(Object position labeling items)
************
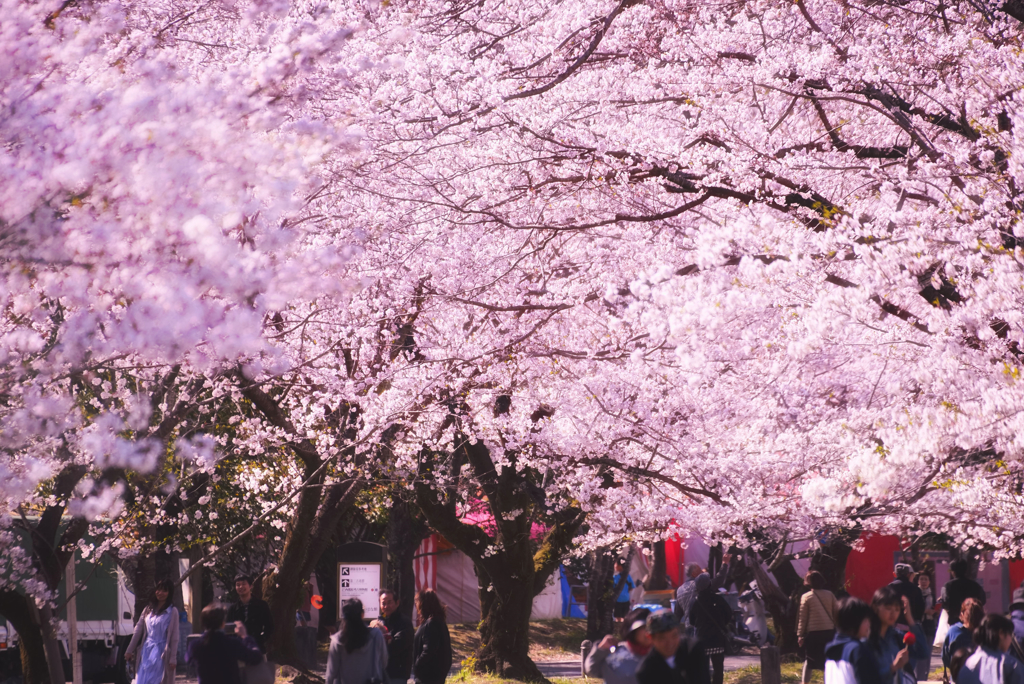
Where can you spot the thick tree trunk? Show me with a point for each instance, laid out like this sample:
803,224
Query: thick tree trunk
50,644
20,611
145,581
282,587
829,560
509,571
658,579
406,530
505,610
600,594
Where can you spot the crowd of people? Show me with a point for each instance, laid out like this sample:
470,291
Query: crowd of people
886,641
231,648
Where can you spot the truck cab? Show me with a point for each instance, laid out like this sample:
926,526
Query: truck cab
104,606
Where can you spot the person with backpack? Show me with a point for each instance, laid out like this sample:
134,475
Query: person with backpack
623,599
672,659
432,643
156,639
848,659
958,589
1017,613
961,634
991,663
710,614
357,653
895,652
816,626
216,654
616,661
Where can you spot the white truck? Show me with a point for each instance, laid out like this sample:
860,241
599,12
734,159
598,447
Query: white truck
104,608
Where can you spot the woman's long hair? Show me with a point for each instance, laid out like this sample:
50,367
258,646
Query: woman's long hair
975,612
429,605
213,620
991,630
354,633
154,603
883,596
815,581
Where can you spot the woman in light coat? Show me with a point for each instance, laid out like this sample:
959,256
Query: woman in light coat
817,624
357,653
156,639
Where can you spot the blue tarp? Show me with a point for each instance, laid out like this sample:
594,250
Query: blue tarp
570,608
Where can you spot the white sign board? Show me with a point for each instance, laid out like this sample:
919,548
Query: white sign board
361,581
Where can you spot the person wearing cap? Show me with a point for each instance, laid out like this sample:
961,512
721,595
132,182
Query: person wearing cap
960,588
961,634
1017,613
672,658
904,587
254,612
616,661
623,600
710,614
928,625
816,624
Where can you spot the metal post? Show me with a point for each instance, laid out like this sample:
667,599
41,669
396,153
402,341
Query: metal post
771,666
73,651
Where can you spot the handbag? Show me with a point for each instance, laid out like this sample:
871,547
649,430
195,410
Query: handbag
378,676
261,673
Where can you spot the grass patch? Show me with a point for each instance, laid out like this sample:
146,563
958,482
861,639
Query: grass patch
472,678
549,639
752,675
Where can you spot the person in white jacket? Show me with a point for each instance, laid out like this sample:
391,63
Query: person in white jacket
616,661
156,639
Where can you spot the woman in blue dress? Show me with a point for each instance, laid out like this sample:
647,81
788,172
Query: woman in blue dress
157,632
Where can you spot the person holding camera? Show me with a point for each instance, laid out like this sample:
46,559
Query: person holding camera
216,654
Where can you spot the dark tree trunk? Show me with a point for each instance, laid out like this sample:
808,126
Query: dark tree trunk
281,588
505,616
778,596
829,559
658,579
716,557
509,571
600,594
20,611
316,514
406,529
144,582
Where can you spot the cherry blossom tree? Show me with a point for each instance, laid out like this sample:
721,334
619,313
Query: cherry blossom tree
750,268
150,220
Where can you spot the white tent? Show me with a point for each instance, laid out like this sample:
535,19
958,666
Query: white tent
453,575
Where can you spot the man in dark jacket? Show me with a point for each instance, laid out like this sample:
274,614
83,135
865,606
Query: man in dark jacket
************
(The task) Copy out these items word for word, with the pictures left out.

(Output of the exercise)
Where can you spot the thick tree trunk? Show me with a point for each instance, laid out like this sample:
803,224
Query: thick tree trunk
50,644
20,611
145,581
282,587
829,560
509,571
658,579
406,530
505,610
600,594
Where can you spot the crowd of people? Show me with a point for each instance, laid out like this sample:
470,291
Query: crowd of people
886,641
231,648
Where can you spot the truck cab? Show me with a point for each instance, laid out like this sample:
926,526
Query: truck cab
104,606
Where can you spot the person with backpack? Show me with a point for each instance, laid out like this sample:
134,475
Query: person with backpack
623,599
672,659
432,643
156,639
848,659
958,589
1017,613
961,634
991,663
710,614
357,653
895,652
816,626
216,654
616,661
Where can you spot the white truck? Show me with a point for each instance, laid out like this sample:
860,241
599,12
734,159
598,447
Query: white truck
104,608
Where can you spot the woman's long hair? Show me with a point for each instance, laid out like this sample:
50,367
258,646
Query: woman's long hair
975,612
429,605
213,620
991,630
354,633
154,603
883,596
815,581
Where can you spot the woman in light coat? Show me with a point for each instance, laid out like this sample:
959,256
Query: woman in light coat
817,624
357,653
156,639
Where can you spot the blue tarp? Show me with a point for each instance, laid out like this sample:
594,250
Query: blue tarp
570,608
Where can you spot the white sign board? Show me with a point for each instance, laid out like this sample:
919,548
Query: white sign board
361,581
Where can you spot the person wearing cap? Show me with a point for each instance, laid out like this sample:
961,512
721,595
132,182
Query: person wearing cap
960,588
961,634
1017,613
672,658
904,587
254,612
616,661
623,600
710,614
928,625
816,624
Where can you spot the metal post? Show me with a point for each instance, laid out like this sample:
667,599
41,669
396,153
402,341
Query: metal post
771,666
73,651
Where can you spot the handbag? Show me with a point for each instance, laid out like this sample:
871,547
649,430
195,410
Query: handbag
378,676
261,673
Where can you spot the grass patch? Show me with a point for each instance, laid out like this sample:
146,563
958,482
861,639
Query: grass patch
472,678
549,639
752,675
Where can you spot the person in white jacket? Show me with a point for each instance, laid out like this sample:
391,63
Query: person in white jacket
616,661
156,639
Where can you spot the woman in blue dress? Show me with a point for each instance, laid out like this sample:
647,81
788,172
Query: woman in blue dress
157,632
Where can you spot the person holding camera? Show me with a point for each instance, laid out like this sample:
46,559
Query: person holding camera
216,654
Where can you spot the dark tree trunk? Show me with a point for each instance, laid out like this sample:
808,126
Query: dark tree trunk
281,588
505,616
778,596
829,559
658,579
716,557
509,571
600,594
20,611
316,514
406,529
144,582
Where can you spot the cherry blossom tree? Show me with a point for each instance, laid out like this sample:
721,334
619,313
Query: cherry blossom tree
750,268
150,220
Where can you spot the white tent? Show me with a point for each instance, laid out like this sample:
535,19
958,666
Query: white tent
453,575
Where can you spot the man in dark jacket? Show me with a point for each instance, laid out like this sample:
274,614
83,135
865,606
Query: man in dark jacket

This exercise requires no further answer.